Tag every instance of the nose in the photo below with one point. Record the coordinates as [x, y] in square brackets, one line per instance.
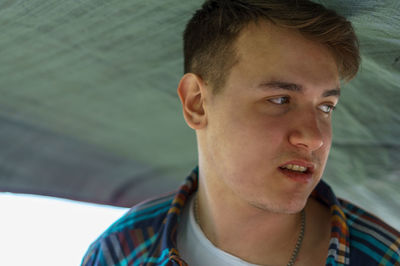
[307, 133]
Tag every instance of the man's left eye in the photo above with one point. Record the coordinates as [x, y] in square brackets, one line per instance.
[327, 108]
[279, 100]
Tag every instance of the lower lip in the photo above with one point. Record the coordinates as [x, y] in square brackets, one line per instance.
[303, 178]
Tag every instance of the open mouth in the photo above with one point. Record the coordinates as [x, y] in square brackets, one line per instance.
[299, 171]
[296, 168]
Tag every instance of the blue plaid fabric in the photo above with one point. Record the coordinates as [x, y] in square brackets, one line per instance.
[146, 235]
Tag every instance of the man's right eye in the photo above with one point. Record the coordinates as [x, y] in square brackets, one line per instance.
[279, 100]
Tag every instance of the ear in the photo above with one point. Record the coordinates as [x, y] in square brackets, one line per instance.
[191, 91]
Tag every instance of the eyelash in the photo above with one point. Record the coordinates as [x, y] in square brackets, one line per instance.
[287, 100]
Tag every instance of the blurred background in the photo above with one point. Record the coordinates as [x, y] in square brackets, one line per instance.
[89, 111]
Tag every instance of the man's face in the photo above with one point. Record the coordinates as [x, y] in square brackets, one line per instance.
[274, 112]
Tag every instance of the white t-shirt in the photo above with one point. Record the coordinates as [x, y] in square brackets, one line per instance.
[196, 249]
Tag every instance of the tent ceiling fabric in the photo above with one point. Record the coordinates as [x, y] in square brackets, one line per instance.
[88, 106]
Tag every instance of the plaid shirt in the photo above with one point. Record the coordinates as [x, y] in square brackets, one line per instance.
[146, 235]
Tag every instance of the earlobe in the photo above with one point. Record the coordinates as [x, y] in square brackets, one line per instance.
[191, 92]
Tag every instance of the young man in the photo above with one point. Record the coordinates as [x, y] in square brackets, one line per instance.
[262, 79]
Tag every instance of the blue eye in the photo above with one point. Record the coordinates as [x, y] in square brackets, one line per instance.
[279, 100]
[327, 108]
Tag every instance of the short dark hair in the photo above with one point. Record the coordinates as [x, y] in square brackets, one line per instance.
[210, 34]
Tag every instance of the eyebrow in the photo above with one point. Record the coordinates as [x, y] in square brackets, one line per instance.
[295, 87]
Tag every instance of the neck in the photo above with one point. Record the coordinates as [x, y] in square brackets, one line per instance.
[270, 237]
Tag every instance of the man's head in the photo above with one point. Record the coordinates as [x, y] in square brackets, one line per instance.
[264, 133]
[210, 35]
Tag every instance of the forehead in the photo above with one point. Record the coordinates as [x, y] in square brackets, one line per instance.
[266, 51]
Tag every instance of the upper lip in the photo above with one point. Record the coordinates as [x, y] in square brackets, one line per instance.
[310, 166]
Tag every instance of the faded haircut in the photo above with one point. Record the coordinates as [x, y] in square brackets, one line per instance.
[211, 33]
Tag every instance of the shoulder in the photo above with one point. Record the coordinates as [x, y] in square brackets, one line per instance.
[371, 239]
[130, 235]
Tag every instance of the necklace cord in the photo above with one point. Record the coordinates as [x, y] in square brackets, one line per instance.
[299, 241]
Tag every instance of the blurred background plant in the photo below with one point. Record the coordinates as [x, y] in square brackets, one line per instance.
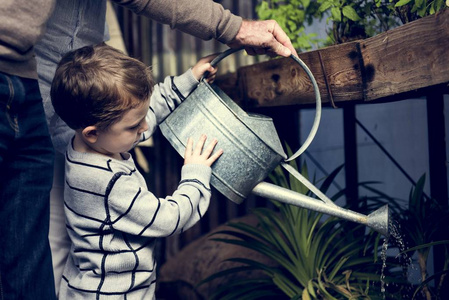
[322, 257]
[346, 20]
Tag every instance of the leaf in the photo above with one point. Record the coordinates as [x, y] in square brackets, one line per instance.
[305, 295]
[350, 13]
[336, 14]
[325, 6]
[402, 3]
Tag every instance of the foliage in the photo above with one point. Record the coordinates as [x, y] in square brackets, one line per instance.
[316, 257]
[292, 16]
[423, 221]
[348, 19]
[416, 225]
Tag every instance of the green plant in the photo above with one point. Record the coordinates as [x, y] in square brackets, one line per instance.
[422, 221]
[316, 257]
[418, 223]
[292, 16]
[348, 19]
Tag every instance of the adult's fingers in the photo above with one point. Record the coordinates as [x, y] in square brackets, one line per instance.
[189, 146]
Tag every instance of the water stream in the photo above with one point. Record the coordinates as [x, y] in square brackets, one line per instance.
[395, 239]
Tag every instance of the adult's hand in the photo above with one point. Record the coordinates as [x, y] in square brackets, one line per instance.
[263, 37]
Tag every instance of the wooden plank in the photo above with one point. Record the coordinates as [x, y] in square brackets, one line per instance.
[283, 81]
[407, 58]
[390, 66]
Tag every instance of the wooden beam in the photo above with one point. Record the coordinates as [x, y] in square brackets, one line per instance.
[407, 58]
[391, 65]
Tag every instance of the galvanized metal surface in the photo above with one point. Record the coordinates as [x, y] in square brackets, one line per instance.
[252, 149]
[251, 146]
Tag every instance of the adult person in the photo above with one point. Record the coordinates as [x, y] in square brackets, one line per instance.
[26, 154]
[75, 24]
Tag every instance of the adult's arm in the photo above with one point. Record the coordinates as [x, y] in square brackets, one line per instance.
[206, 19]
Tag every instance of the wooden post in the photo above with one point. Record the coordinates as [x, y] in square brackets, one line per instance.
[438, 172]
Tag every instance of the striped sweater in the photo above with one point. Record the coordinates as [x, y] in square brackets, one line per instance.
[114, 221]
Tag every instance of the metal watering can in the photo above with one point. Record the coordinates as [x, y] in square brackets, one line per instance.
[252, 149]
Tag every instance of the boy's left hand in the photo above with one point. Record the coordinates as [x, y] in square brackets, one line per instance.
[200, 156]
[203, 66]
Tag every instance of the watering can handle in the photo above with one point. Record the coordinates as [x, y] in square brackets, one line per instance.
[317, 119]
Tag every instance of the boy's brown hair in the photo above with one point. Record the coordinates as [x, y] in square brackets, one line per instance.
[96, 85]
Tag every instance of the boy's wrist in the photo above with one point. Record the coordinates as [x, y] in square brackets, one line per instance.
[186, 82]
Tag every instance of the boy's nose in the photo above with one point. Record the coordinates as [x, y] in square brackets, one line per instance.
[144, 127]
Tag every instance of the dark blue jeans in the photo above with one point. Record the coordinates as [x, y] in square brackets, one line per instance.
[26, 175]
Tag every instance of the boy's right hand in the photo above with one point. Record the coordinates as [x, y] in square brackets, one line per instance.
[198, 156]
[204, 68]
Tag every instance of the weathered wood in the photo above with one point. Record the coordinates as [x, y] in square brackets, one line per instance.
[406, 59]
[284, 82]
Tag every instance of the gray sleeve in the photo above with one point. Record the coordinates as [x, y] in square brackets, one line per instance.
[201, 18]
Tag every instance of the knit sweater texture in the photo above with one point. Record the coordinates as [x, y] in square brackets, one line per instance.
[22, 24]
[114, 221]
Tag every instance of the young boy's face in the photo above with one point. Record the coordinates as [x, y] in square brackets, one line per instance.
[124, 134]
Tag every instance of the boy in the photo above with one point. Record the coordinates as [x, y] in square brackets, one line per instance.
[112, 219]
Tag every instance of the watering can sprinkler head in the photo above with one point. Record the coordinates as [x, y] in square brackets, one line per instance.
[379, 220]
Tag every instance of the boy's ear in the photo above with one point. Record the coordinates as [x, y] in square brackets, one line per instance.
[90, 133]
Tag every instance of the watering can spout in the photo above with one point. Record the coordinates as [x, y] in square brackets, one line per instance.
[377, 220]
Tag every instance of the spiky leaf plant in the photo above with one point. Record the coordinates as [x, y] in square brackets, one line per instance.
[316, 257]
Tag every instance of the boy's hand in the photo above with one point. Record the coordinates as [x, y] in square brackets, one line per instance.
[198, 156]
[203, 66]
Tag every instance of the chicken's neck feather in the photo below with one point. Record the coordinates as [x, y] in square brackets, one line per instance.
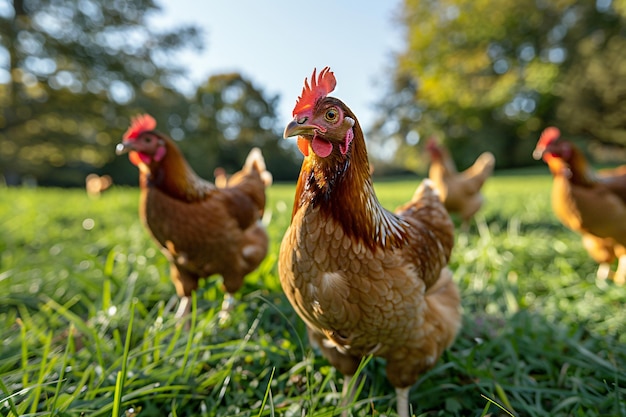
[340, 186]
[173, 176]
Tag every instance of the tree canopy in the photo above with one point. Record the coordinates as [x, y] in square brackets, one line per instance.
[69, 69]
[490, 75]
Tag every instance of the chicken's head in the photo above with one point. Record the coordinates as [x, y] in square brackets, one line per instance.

#### What to work on:
All of the data must be set down exactly, with no pictures included.

#### Answer section:
Tag every instance of the nose in the photo below with one point. Record the coordinates as [x, y] in square brackets, one line per instance.
[307, 133]
Tag every instance of the man's left eye in the photo above with one point. Record the coordinates as [x, y] in square brackets, one line per instance.
[327, 108]
[279, 100]
Tag every instance of the lower lip in the photo above with one point. Record the coordinates as [x, y] in square brackets, one line per instance.
[303, 178]
Tag every instance of the open mouth in the photo above with one point. Record the coordinates as [x, y] in square brackets, one line per instance.
[299, 171]
[296, 168]
Tag every instance of the blue plaid fabric in the photo above with one point. Record the coordinates as [x, y] in square brackets, one line per instance.
[146, 235]
Tag every instance of the man's right eye in the photo above with one point. Record the coordinates as [x, y] in square brackets, one line per instance.
[279, 100]
Tag every instance of the ear in the photo above with one point. Record the coordinates as [x, y] in square brackets, one line per instance.
[191, 91]
Tag every instance of the eyelash in the photo above with one point. Record the coordinates as [x, y] in square brackets, one line per instance.
[287, 100]
Tag every instance of the blurred background in the photo above with one point. Record the coordinates as [x, y] in square brackets, one line per instance.
[89, 111]
Tag every instance of the man's face in the photo above with one point. Record the coordinates as [x, y] in square brackets, one line per instance.
[274, 112]
Tag every instance of the white t-shirt in the photo above with one point. Record the coordinates as [x, y] in square brackets, one line per instance.
[196, 249]
Tag every instance of the tent ceiling fabric in the photo above with one point. Record the coordinates as [x, y] in square brackets, one line per instance.
[88, 106]
Tag every instance of the plaid shirt in the photo above with one point. Record the coordinates as [x, y] in square brackets, one line per instance.
[146, 235]
Tag every instance of the earlobe in the photo above with one point. Record the coordinates as [x, y] in square brackets, one line per instance.
[191, 92]
Tag every instance of the young man in the photo above with one point. Record the coordinates as [x, y] in square brackets, one line per instance.
[262, 79]
Tag every instance of the blue eye in the photo above with one point. Record the coordinates as [x, y] in square brackets, one line per instance.
[279, 100]
[327, 108]
Tag every instance of the short dark hair in the photo above with one point. Record the coordinates as [x, y] in square brackets, one line per instance.
[210, 34]
Tag every instance of the eyebrow in the photo above with one point. Record the coordinates as [x, y] in square brackets, one line per instance.
[295, 87]
Tag every instance of the neck in the photo above with one point. Record the coordinates as [x, y] in square brackets, one line per instance.
[270, 237]
Tag every instance of the man's head in the photo above with one point. Record the coordinates as [x, y] in square brackets, one line per instance.
[264, 133]
[210, 35]
Tag every instance of the forehead in the photo above with one point. Record the coordinates as [x, y] in square brackets, one line per instance.
[266, 51]
Tag every instance of the upper lip in the photo above with one point. Record the coordinates as [x, y] in square brackets, one line per instance.
[310, 166]
Tag every instance of the faded haircut in the photo above with one point. Record the coordinates as [x, y] in square brackets, one line per instance.
[211, 33]
Tag every instance of the shoulder in the photo above with one point. Record the coordinates as [x, y] in square brackets, one line per instance.
[371, 239]
[130, 235]
Tag every instance of the necklace cord in the photo above with one point. Record the coordinates as [x, y] in square brackets, one line per instance.
[299, 241]
Tag every instance of the blurred background plant in the photo below with one point. Record the coordinates as [x, y] in square brackets, one line per instance.
[322, 257]
[346, 20]
Tag every instance of the leaf in the photo above with one point. Record the coordinates as [x, y] in square brackets, one line per instance.
[305, 295]
[350, 13]
[336, 14]
[325, 6]
[402, 3]
Tag every instance of the foliage in the photo above with one point. Record the coordinates as [x, y] in square brackets, one line per instance.
[316, 257]
[292, 16]
[423, 221]
[348, 19]
[416, 225]
Tag every instance of the green plant in the photo above with one point. Record the coordinates as [x, y] in square brackets, one line per instance.
[422, 221]
[316, 257]
[418, 223]
[292, 16]
[348, 19]
Tag every instance of the adult's fingers in the photo above with one point. Record the coordinates as [x, y] in square brackets, one line per instance.
[189, 146]
Tag every instance of the water stream in the photo above with one point. Record the coordinates as [x, y] in square brackets, one line per instance.
[395, 239]
Tag every instance of the adult's hand in the photo above with one point. Record the coordinates as [x, y] in square brackets, one line per instance.
[263, 37]
Tag every instance of the wooden plank in the photo above with one point. Record the coordinates as [x, y] in square brackets, one line per instance.
[283, 81]
[407, 58]
[390, 66]
Tag every instance of the wooden beam in the photo above with one point. Record the coordinates as [x, y] in square brackets, one line per instance.
[407, 58]
[391, 65]
Tag every instance of the galvanized metal surface in the photo above with one point. Record the coordinates as [x, y] in square brackets, one line per instance.
[252, 149]
[251, 146]
Tag every instance of the adult person in the photo above with one point. Record the coordinates as [x, y] in square brackets, one line per instance.
[26, 154]
[75, 24]
Tag every instance of the adult's arm in the photo above with one point. Record the coordinates as [x, y] in square brackets, one line per instance.
[206, 19]
Tag every instance of the wooden post in the photo above with one point. Record the coordinates as [x, y] in square brackets, one line per instance.
[438, 172]
Tag every instance of the striped sweater in the photo above with one point. Record the coordinates as [x, y] in square brackets, one line per instance.
[114, 221]
Tag every instance of the metal watering can in the photo above with one point. Record the coordinates as [x, y] in square brackets, one line per instance.
[252, 149]
Tag every instance of the boy's left hand in the photo above with one point. Record the coordinates as [x, y] in square brackets, one line per instance.
[200, 156]
[203, 66]
Tag every instance of the watering can handle in the photo above with one point. Record the coordinates as [x, y] in square brackets, one line per instance.
[317, 119]
Tag every instance of the boy's brown hair in the photo above with one point. Record the coordinates as [x, y] in square brackets, one line per instance.
[96, 85]
Tag every instance of the boy's wrist in the photo above with one point. Record the coordinates as [x, y] in square brackets, one line per instance.
[186, 82]
Tag every instance of the boy's nose in the photo above with one point. Record the coordinates as [x, y] in square brackets, one line per instance.
[144, 127]
Tag every instance of the dark blue jeans in the photo above with one point. Record the coordinates as [x, y] in square brackets, one line per instance.
[26, 175]
Tag every instance of the boy's right hand in the photo above with one point. Record the coordinates as [x, y] in square brackets, one line per instance.
[198, 156]
[204, 68]
Tag every instance of the weathered wood in the photo above with one point. Record the coordinates as [x, y] in square brackets, one line per instance.
[406, 59]
[284, 82]
Tag every instance of the gray sleeve in the photo above with one point. Record the coordinates as [x, y] in square brackets, one line per instance.
[201, 18]
Tag every instance of the knit sweater texture in the photo above with one point. Record the coordinates as [x, y] in square brackets, one line per instance.
[22, 24]
[114, 221]
Tag every instance of the young boy's face in the photo above with one point. Record the coordinates as [x, y] in square brackets, one line per instance.
[124, 134]
Tag every instance of the boy in the photo above with one point. Record the coordinates as [x, y] in square brackets, one line per instance.
[112, 219]
Tag every instance of the watering can sprinkler head in the photo above with one point. Record the coordinates as [x, y] in square brackets, one line per instance.
[379, 220]
Tag every instance of the boy's ear in the photo above with one point. Record the coordinates as [x, y] in square brackets, one line per instance.
[90, 133]
Tag every instance of the watering can spout in the photo above with one point. Record the coordinates as [x, y] in square brackets, one line per instance.
[377, 220]
Tag every instance of the spiky leaf plant in the photo above with one point. Record the coordinates as [x, y] in square brackets, one line per instance.
[316, 257]
Tag every instance of the boy's hand in the photo above with one point. Record the coordinates as [x, y] in square brackets, one line per instance.
[198, 156]
[203, 66]
Tag every instance of the chicken's neck feather in the photo below with one point. Record the coordinates as [x, y] in square brackets, one line per instance.
[340, 186]
[173, 176]
Tag every instance of the tree canopy in the photo above with one point. Record the coordinates as [x, y] in square brackets, one line per instance.
[69, 69]
[490, 75]
Tag every instance of the chicken's head in the photo above with one point. Record the coordinates as [x, y] in square brackets, one line per instance.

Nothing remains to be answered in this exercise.